Short task: Update the lines from the very first one through the line containing "point(627, 371)" by replacing "yellow" with "golden", and give back only those lines with nothing else changed.

Exercise input:

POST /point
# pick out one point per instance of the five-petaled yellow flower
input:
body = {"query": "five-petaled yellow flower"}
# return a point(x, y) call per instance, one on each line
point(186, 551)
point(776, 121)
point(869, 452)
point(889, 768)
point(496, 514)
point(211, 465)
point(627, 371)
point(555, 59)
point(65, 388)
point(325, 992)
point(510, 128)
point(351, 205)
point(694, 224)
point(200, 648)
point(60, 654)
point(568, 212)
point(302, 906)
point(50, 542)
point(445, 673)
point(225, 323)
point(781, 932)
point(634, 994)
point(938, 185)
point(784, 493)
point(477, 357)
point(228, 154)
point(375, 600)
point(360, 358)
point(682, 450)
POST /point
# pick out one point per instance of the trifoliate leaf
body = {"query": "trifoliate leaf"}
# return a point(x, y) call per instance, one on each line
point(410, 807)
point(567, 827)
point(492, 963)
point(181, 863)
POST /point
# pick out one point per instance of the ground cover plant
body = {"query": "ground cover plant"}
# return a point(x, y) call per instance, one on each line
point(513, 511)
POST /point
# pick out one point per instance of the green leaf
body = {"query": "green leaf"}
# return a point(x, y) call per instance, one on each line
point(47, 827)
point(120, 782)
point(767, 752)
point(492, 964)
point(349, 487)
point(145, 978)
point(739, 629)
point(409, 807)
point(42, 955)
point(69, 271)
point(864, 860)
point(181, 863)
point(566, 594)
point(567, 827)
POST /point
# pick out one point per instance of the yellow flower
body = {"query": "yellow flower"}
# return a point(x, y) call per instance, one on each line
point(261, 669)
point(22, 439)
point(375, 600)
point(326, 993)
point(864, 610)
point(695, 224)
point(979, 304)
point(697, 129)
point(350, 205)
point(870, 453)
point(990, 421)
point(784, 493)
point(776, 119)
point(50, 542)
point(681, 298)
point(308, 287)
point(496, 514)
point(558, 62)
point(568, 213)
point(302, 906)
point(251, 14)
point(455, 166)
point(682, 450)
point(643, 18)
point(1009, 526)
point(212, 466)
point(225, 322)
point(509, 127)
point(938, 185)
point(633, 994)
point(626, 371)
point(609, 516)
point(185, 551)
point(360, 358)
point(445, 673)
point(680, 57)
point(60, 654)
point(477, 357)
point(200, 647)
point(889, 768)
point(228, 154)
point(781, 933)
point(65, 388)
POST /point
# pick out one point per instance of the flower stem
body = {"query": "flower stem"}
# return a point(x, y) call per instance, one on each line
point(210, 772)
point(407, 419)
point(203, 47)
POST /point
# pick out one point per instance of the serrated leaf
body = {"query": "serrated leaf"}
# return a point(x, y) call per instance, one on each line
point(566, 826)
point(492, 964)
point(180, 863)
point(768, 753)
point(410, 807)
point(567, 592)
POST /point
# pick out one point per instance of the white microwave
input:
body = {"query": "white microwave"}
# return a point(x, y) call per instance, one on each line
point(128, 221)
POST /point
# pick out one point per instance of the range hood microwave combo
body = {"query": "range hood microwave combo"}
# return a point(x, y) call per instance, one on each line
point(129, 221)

Response:
POST /point
# pick out one point per instance of the five-petaled golden flower
input:
body = {"query": "five-petaled golden flower"}
# return a point(x, y) call per instance, one on each line
point(186, 551)
point(776, 121)
point(869, 452)
point(889, 768)
point(496, 514)
point(211, 465)
point(627, 371)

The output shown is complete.